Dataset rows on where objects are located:
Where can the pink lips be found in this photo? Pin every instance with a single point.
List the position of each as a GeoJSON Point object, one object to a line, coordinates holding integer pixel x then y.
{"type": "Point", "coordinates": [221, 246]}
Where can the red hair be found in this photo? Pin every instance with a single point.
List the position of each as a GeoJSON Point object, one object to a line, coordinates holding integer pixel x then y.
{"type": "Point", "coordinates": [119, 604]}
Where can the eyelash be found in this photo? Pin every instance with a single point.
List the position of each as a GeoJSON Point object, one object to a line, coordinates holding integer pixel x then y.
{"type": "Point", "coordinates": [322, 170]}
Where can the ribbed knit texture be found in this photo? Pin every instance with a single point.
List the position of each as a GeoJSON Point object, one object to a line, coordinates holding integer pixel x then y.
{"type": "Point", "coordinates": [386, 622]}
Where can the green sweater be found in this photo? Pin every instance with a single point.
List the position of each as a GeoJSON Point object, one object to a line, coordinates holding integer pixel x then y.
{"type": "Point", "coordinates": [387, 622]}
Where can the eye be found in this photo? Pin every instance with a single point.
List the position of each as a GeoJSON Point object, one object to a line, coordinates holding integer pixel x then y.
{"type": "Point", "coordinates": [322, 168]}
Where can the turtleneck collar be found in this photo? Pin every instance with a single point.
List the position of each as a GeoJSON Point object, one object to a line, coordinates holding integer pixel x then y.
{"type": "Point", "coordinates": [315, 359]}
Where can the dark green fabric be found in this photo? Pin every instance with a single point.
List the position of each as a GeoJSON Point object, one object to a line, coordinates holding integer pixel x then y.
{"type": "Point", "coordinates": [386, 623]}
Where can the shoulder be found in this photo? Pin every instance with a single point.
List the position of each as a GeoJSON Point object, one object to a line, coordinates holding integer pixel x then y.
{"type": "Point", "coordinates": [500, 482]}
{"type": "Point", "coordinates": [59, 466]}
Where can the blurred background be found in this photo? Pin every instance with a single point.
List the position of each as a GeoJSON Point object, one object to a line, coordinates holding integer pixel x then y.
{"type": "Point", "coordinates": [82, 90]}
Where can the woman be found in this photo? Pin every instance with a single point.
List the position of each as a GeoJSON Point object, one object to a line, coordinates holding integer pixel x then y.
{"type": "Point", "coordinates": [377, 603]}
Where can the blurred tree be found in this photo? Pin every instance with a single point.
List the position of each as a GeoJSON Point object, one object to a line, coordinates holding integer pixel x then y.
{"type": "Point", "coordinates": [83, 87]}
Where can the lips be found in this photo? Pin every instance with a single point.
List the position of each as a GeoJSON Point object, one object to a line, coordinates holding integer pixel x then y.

● OBJECTIVE
Rewrite all of the data above, replacing "single point" with "lone marker" and leaving everything else unchanged.

● OUTPUT FOR THIS EXERCISE
Where can the pink lips be found in this photo? Pin every instance with a lone marker.
List the position of each as a GeoJSON Point object, one object to a line, coordinates holding integer pixel x then y.
{"type": "Point", "coordinates": [221, 246]}
Where can the red hair be found in this photo? Pin every instance with a lone marker.
List the position of each as a GeoJSON Point object, one object to a line, coordinates holding integer pixel x then y.
{"type": "Point", "coordinates": [119, 604]}
Where can the eyelash be found in this photo? Pin every instance with a lone marker.
List the position of each as a GeoJSON Point object, one object to a line, coordinates holding integer pixel x then y.
{"type": "Point", "coordinates": [322, 170]}
Where can the ribbed knit texture be found in this photo? Pin every instance with a lone marker.
List the position of each as a GeoJSON Point object, one object to a line, coordinates holding integer pixel x then y.
{"type": "Point", "coordinates": [386, 622]}
Where can the green sweater be found in this photo? Pin every instance with a lone marker.
List the position of each as a GeoJSON Point object, one object to a line, coordinates holding integer pixel x then y.
{"type": "Point", "coordinates": [387, 622]}
Where can the eye be found in this photo? Pin every instance with a lone marker.
List the position of each as a GeoJSON Point object, one object to a line, coordinates holding integer pixel x then y.
{"type": "Point", "coordinates": [322, 168]}
Where can the turtleneck collar be found in this photo? Pin every instance with a lone marker.
List the position of each as a GeoJSON Point object, one object to a line, coordinates holding integer pixel x then y.
{"type": "Point", "coordinates": [315, 359]}
Where can the dark green fabric be found in this photo? Pin every instance with a lone marker.
List the position of each as a GeoJSON Point object, one object to a line, coordinates holding integer pixel x then y.
{"type": "Point", "coordinates": [386, 623]}
Where can the shoulder be found in this photo? Pin every instance with a lone marker.
List the position of each as a GeoJSON Point object, one object to a line, coordinates holding integer pixel x then y.
{"type": "Point", "coordinates": [500, 482]}
{"type": "Point", "coordinates": [59, 466]}
Where can the blurred background be found in this photo? Pin every instance with a lone marker.
List the position of each as a GeoJSON Point object, one object to a line, coordinates holding integer pixel x then y.
{"type": "Point", "coordinates": [82, 90]}
Where can the woman be found in this photo? Pin every instance with a lone marker.
List the position of each as a GeoJSON Point object, one object to a line, coordinates holding integer pixel x then y.
{"type": "Point", "coordinates": [377, 603]}
Where can the blurred tree be found in this photo? Pin every instance with a lone marker.
List the position of each as a GeoJSON Point object, one object to a line, coordinates holding integer pixel x then y.
{"type": "Point", "coordinates": [83, 87]}
Where can the lips be found in this photo? Pin every instance with a lone marker.
List the position of each as a GeoJSON Point object, one object to a line, coordinates holding integer pixel x then y.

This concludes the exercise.